- Passage -
____________________

There are numerous commercial applications which require that a gas be mixed with a vaporizable liquid in order to deliver a gaseous mixture to a particular destination.
One of these applications involves the making of sand cores, which are utilized as casting molds in foundries. Sand cores may be made by mixing sand with a polymerizable resin and introducing the mixture into a molding cavity. An amine catalyst/carrier gas mixture is then injected into the cavity, and the catalyst causes the resin to polymerize and bind the sand forming a self-supporting core.
Another application involves electrostatic precipitation, a technique for the removal of particulates from stack waste gases. Coal fired power plants require a large amount of particulate removal from their stack waste gases before the gases can be vented into the atmosphere. The efficiency of electrostatic precipitation, a common method of removal, is greatly improved if the polluted gas is mixed with an amine gas before passing to the precipitator.

____________________

- Record list -
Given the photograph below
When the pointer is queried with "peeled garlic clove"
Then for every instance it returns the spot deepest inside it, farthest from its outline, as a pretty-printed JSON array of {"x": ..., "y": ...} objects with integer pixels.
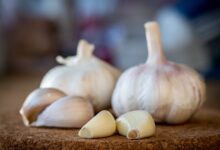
[
  {"x": 84, "y": 75},
  {"x": 170, "y": 92},
  {"x": 37, "y": 101},
  {"x": 67, "y": 112},
  {"x": 136, "y": 124},
  {"x": 102, "y": 125}
]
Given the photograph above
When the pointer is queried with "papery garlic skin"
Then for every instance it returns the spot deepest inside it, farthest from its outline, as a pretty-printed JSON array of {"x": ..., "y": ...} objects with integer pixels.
[
  {"x": 102, "y": 125},
  {"x": 170, "y": 92},
  {"x": 67, "y": 112},
  {"x": 136, "y": 124},
  {"x": 84, "y": 75}
]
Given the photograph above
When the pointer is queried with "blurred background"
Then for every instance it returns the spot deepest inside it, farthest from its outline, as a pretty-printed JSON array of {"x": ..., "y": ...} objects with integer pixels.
[{"x": 34, "y": 32}]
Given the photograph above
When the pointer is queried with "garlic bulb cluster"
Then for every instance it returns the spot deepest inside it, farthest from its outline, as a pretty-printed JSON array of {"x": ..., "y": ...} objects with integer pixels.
[
  {"x": 52, "y": 108},
  {"x": 170, "y": 92},
  {"x": 84, "y": 75}
]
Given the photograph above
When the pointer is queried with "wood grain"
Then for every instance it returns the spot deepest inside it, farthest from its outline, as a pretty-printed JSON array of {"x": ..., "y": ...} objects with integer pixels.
[{"x": 201, "y": 132}]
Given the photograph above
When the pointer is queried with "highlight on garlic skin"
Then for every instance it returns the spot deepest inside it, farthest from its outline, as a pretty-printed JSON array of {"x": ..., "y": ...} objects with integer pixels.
[
  {"x": 136, "y": 124},
  {"x": 84, "y": 75},
  {"x": 102, "y": 125},
  {"x": 52, "y": 108},
  {"x": 170, "y": 92}
]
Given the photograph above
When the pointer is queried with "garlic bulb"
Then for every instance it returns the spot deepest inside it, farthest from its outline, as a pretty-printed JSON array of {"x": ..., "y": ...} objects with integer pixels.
[
  {"x": 50, "y": 107},
  {"x": 84, "y": 75},
  {"x": 37, "y": 101},
  {"x": 136, "y": 124},
  {"x": 102, "y": 125},
  {"x": 170, "y": 92}
]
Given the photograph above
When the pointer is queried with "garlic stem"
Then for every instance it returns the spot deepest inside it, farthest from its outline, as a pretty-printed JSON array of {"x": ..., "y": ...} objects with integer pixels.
[
  {"x": 155, "y": 51},
  {"x": 84, "y": 49}
]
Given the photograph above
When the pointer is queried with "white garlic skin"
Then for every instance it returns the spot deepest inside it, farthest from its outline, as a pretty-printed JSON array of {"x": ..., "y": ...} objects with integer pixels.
[
  {"x": 84, "y": 75},
  {"x": 170, "y": 92},
  {"x": 37, "y": 101}
]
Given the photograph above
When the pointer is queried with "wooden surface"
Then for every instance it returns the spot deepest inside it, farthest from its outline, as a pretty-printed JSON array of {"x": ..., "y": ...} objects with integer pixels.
[{"x": 201, "y": 132}]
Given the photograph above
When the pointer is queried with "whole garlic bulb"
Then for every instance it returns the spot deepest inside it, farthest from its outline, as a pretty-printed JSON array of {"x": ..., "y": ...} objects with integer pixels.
[
  {"x": 84, "y": 75},
  {"x": 170, "y": 92},
  {"x": 52, "y": 108}
]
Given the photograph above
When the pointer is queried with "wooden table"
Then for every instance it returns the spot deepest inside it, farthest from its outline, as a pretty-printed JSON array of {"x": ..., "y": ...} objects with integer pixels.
[{"x": 201, "y": 132}]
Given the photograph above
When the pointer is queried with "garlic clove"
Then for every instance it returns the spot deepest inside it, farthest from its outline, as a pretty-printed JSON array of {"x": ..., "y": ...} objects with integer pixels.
[
  {"x": 136, "y": 124},
  {"x": 102, "y": 125},
  {"x": 37, "y": 101},
  {"x": 67, "y": 112}
]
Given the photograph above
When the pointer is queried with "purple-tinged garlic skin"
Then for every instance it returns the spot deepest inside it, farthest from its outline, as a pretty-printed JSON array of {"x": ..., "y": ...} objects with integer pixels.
[{"x": 170, "y": 92}]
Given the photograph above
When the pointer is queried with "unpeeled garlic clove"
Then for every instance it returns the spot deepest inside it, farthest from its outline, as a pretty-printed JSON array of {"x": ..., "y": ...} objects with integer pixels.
[
  {"x": 136, "y": 124},
  {"x": 102, "y": 125},
  {"x": 68, "y": 112},
  {"x": 37, "y": 101}
]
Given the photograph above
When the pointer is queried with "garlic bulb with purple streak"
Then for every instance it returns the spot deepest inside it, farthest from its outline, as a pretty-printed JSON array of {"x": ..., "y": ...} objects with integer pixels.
[{"x": 170, "y": 92}]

____________________

- What you will do -
A: In the passage on gas mixing applications, why is an amine catalyst/carrier gas mixture injected into the molding cavity when sand cores are made? Answer in one to three sentences.
B: Decide whether each statement agrees with the passage on gas mixing applications. Answer yes or no for each, and quote the deciding words. (i) Sand cores serve as casting molds in foundries. (ii) Electrostatic precipitation adds particulates to stack waste gases. (iii) Coal fired power plants need only a small amount of particulate removal from their stack waste gases.

- Answers for the tasks -
A: The amine catalyst causes the resin mixed with the sand to polymerize. The polymerized resin binds the sand, which forms a self-supporting core.

B:
(i) Yes: "which are utilized as casting molds in foundries"
(ii) No: "a technique for the removal of particulates from stack waste gases"
(iii) No: "require a large amount of particulate removal from their stack waste gases"